EXERCISE
Can you lay out every line of the data below as a Markdown table, with a "Number" column for the row number and an "Entry" column for the line, leaving out any blank lines?

---

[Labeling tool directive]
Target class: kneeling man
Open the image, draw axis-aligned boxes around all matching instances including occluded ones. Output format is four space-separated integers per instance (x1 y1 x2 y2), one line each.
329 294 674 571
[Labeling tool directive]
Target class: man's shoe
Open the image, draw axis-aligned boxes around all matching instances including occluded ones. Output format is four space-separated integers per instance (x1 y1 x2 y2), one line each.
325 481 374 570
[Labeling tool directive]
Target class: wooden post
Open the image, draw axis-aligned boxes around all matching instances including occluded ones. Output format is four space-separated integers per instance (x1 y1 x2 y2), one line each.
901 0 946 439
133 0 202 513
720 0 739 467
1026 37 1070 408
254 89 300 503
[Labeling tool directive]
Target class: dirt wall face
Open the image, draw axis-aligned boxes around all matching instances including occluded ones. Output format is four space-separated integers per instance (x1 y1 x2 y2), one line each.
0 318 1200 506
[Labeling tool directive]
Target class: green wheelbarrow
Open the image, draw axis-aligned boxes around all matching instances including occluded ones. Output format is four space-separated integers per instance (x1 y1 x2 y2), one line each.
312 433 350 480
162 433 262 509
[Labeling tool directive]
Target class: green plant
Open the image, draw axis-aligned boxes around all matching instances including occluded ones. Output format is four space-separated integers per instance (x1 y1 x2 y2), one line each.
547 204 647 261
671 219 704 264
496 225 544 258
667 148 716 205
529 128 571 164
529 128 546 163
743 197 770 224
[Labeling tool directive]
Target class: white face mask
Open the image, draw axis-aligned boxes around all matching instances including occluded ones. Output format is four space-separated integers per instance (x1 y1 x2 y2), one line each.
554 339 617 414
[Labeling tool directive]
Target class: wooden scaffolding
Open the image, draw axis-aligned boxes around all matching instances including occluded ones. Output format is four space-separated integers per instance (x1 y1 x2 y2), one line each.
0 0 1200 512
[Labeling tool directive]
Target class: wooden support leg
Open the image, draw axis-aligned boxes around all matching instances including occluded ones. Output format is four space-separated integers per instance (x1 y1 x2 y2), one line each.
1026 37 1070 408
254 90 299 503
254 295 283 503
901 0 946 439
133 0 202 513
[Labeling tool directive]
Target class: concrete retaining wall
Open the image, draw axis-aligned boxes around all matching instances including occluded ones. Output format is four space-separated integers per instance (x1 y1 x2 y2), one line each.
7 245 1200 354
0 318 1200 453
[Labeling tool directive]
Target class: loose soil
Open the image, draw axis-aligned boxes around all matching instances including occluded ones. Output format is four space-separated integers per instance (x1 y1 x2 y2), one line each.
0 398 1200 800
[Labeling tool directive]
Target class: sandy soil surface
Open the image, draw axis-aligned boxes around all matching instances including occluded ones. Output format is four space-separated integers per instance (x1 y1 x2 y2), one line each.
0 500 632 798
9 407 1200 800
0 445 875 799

---

WORKED SOLUTION
| Number | Entry |
|---|---|
| 1 | [Labeling tool directive] |
| 2 | Target class: kneeling man |
| 3 | Open the image, draw axis-aligned boxes around all matching instances including occluded ones. Output format is four space-separated integers per instance (x1 y1 x2 y2), one line each. |
| 4 | 329 294 674 571 |
| 5 | [Labeling tool directive] |
| 6 | Target class: man's shoe |
| 7 | Open the image, draw axis-aligned boxes around all matching instances including occluded ones. Output format is four space-separated integers per instance (x1 y1 x2 y2), one line each. |
| 8 | 325 481 374 570 |
| 9 | [Labeling tool directive] |
| 10 | Target class: wooden post |
| 11 | Open the image, draw axis-aligned boxes around all matching instances including occluded ones. Output format is four space-separated integers per instance (x1 y1 x2 y2), one line each. |
| 12 | 901 0 946 439 |
| 13 | 133 0 202 513 |
| 14 | 720 0 739 467 |
| 15 | 1026 37 1070 408 |
| 16 | 254 89 300 503 |
| 17 | [Labeling tool directive] |
| 18 | Target class: dirt wall face |
| 19 | Open the image, draw axis-aligned boxes around all matching instances including occluded ones. Output format is four space-separated integers per instance (x1 y1 x2 y2), one line each. |
| 20 | 0 318 1200 506 |
| 21 | [Labeling tool directive] |
| 22 | Target class: green wheelbarrow |
| 23 | Open the image, draw axis-aligned boxes around all matching instances including occluded ones. Output format is four space-separated integers per instance (x1 y1 x2 y2), one line each. |
| 24 | 312 433 350 480 |
| 25 | 162 433 262 509 |
| 26 | [Labeling tool directive] |
| 27 | Target class: green plant |
| 28 | Open the image, draw axis-aligned boxes around all matching instances including occluded ones. Output format is four space-separated integers per instance (x1 y1 x2 y2), one line each. |
| 29 | 547 204 647 261 |
| 30 | 671 219 704 264 |
| 31 | 496 225 544 258 |
| 32 | 667 148 716 205 |
| 33 | 529 128 571 164 |
| 34 | 529 128 546 163 |
| 35 | 743 197 770 224 |
| 36 | [Labeling tool directive] |
| 37 | Target class: white face mask |
| 38 | Open the image, draw axis-aligned boxes around all matching instances including occluded ones. Output format is four space-separated integers per instance (x1 y1 x2 y2), one line each. |
| 39 | 554 339 617 414 |
| 40 | [Labeling tool directive] |
| 41 | Target class: wooden scaffolding |
| 42 | Open the image, draw axis-aligned boxes around all matching instances including occluded ones. Output format is four space-separated integers per instance (x1 y1 x2 y2), one line each. |
| 43 | 0 0 1200 512 |
| 44 | [Labeling tool directive] |
| 45 | Target class: wooden support leg |
| 46 | Open the image, draw axis-aligned boxes around all matching instances including occluded ones. Output format is four space-separated integers per instance (x1 y1 x2 y2), one line each. |
| 47 | 1026 37 1070 408 |
| 48 | 254 90 299 503 |
| 49 | 254 295 283 503 |
| 50 | 901 0 946 439 |
| 51 | 133 0 202 513 |
| 52 | [Labeling tool directive] |
| 53 | Target class: concrete retaining wall |
| 54 | Open the image, draw axis-aligned boxes around all matching instances including occluded ones. Output format is four space-separated integers per instance (x1 y1 x2 y2), one line each. |
| 55 | 7 245 1200 354 |
| 56 | 0 318 1200 453 |
| 57 | [Labeling tool directive] |
| 58 | Target class: loose soil |
| 59 | Open the image, draw axis-aligned boxes around all matching instances including occluded ones. Output format is four space-separated integers per instance (x1 y1 x2 y2), one line each. |
| 60 | 0 398 1200 800 |
| 61 | [Labeling tool directive] |
| 62 | Target class: sandy soil surface |
| 63 | Open the image, draw axis-aligned boxes around all matching instances including occluded ones. Output format is four space-separated integers per instance (x1 y1 x2 y2), one line each. |
| 64 | 0 500 632 798 |
| 65 | 9 407 1200 800 |
| 66 | 0 445 875 799 |